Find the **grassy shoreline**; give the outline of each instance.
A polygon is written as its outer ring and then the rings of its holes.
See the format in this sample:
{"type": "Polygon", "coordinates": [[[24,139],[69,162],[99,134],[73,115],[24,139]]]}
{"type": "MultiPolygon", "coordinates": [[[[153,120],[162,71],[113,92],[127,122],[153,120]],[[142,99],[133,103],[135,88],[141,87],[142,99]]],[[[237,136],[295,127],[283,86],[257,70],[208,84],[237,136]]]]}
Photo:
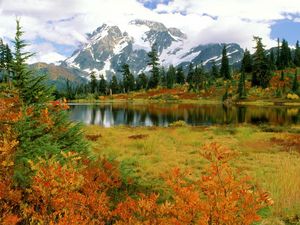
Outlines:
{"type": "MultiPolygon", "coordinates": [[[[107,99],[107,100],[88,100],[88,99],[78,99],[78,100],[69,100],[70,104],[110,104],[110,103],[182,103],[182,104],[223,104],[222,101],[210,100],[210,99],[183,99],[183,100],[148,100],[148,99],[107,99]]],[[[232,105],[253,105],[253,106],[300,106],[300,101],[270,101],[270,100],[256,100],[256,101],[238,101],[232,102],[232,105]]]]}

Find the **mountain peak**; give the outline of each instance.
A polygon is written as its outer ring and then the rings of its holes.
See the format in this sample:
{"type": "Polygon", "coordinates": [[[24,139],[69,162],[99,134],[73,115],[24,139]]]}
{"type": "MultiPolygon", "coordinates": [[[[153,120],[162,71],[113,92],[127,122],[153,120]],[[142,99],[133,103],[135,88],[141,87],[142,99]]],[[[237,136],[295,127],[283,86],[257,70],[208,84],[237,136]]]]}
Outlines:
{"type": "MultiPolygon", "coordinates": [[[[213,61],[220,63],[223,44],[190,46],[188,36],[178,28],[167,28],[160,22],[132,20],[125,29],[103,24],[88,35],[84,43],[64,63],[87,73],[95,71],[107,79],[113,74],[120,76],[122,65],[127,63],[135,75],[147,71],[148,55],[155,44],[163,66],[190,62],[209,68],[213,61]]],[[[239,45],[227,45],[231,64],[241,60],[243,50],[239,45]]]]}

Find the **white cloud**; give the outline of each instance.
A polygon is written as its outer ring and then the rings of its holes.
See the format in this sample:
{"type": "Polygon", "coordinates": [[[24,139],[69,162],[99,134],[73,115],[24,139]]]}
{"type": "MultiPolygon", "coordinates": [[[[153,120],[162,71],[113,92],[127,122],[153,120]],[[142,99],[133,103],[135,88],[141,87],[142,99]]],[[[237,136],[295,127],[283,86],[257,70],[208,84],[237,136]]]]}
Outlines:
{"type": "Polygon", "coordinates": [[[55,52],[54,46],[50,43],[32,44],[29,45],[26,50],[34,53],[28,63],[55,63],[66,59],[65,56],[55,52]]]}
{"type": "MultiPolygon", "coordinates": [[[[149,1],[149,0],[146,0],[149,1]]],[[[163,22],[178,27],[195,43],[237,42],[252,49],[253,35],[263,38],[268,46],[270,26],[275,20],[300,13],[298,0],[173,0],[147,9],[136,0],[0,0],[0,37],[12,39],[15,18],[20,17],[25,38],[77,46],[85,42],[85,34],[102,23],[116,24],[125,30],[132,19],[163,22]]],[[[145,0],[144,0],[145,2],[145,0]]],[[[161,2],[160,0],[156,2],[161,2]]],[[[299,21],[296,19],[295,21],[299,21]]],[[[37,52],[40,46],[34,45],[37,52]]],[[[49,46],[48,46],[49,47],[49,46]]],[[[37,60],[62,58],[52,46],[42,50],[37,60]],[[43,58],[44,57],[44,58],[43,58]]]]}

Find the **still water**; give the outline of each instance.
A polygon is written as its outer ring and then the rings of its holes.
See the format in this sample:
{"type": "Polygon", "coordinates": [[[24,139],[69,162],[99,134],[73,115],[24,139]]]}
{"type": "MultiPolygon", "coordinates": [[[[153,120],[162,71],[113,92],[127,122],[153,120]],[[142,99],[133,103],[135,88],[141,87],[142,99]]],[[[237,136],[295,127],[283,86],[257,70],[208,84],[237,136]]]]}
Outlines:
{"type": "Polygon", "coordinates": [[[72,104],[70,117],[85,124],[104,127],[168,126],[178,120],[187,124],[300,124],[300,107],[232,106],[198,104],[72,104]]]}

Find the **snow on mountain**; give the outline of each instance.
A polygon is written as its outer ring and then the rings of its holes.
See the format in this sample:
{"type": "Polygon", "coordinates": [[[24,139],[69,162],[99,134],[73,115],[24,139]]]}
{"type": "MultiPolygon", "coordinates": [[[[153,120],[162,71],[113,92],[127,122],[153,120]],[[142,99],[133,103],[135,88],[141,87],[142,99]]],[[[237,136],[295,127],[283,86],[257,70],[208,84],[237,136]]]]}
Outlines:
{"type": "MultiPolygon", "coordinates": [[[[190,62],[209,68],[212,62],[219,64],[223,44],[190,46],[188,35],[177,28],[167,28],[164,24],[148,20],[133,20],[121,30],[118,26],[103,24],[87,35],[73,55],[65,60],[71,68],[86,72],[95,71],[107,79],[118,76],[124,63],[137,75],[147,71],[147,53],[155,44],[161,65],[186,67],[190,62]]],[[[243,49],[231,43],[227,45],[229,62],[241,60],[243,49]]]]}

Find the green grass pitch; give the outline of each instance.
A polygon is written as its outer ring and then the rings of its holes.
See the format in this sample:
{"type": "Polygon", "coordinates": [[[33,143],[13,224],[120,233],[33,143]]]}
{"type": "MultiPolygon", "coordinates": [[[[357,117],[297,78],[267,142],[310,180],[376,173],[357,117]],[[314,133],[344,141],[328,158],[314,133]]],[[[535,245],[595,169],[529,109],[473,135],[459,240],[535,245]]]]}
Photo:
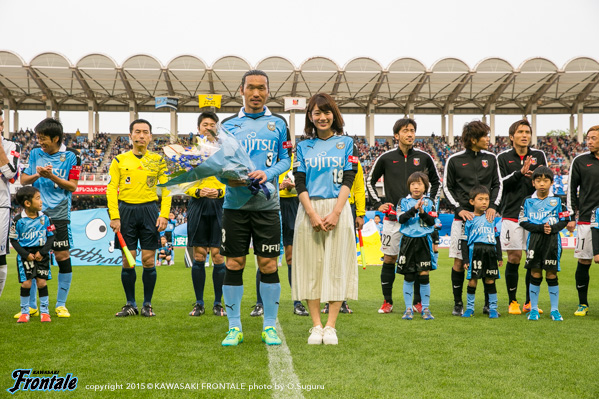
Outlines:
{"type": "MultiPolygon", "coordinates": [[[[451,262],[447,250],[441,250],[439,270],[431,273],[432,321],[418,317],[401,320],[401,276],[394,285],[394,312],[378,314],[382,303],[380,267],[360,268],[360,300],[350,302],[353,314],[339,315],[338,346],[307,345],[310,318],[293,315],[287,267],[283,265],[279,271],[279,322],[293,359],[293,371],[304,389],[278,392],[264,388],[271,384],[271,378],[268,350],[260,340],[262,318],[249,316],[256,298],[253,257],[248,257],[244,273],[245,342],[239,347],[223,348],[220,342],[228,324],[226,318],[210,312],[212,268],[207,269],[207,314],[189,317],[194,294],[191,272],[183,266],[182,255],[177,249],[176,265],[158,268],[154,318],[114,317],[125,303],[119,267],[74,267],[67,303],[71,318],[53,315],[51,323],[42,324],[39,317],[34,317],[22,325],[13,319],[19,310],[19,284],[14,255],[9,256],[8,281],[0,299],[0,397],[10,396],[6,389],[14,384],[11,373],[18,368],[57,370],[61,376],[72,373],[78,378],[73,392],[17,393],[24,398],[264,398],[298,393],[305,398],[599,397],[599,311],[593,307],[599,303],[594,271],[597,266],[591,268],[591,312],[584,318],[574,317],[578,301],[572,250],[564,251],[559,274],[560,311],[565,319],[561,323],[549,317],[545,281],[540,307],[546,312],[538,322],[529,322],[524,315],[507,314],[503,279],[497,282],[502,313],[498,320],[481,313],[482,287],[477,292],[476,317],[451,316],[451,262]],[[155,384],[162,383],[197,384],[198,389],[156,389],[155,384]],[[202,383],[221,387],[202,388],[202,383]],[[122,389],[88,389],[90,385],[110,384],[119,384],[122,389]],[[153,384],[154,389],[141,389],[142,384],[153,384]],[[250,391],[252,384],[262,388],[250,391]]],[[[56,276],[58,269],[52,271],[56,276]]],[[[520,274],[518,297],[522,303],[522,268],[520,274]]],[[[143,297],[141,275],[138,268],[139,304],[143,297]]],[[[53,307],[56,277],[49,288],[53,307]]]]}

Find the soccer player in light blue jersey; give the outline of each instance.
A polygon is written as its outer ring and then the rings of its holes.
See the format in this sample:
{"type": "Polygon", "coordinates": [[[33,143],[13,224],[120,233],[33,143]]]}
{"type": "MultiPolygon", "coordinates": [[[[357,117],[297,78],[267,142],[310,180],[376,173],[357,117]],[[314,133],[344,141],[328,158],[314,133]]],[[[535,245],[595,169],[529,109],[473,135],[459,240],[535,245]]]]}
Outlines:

•••

_Your objective_
Please copy every line of the material that contains the word "give".

_Result of this task_
Find the **grassy shoreline**; give the outline of each instance.
Find the **mountain peak**; give the outline of each instance.
Find the **white cloud**; give the outline of each instance.
Find the **still water**; give the outline of each instance.
Find the **snow on mountain**; give the outline of each instance.
Find the green grass pitch; give the outline of each instance.
Find the soccer player in light blue jersey; give the outline of each instance.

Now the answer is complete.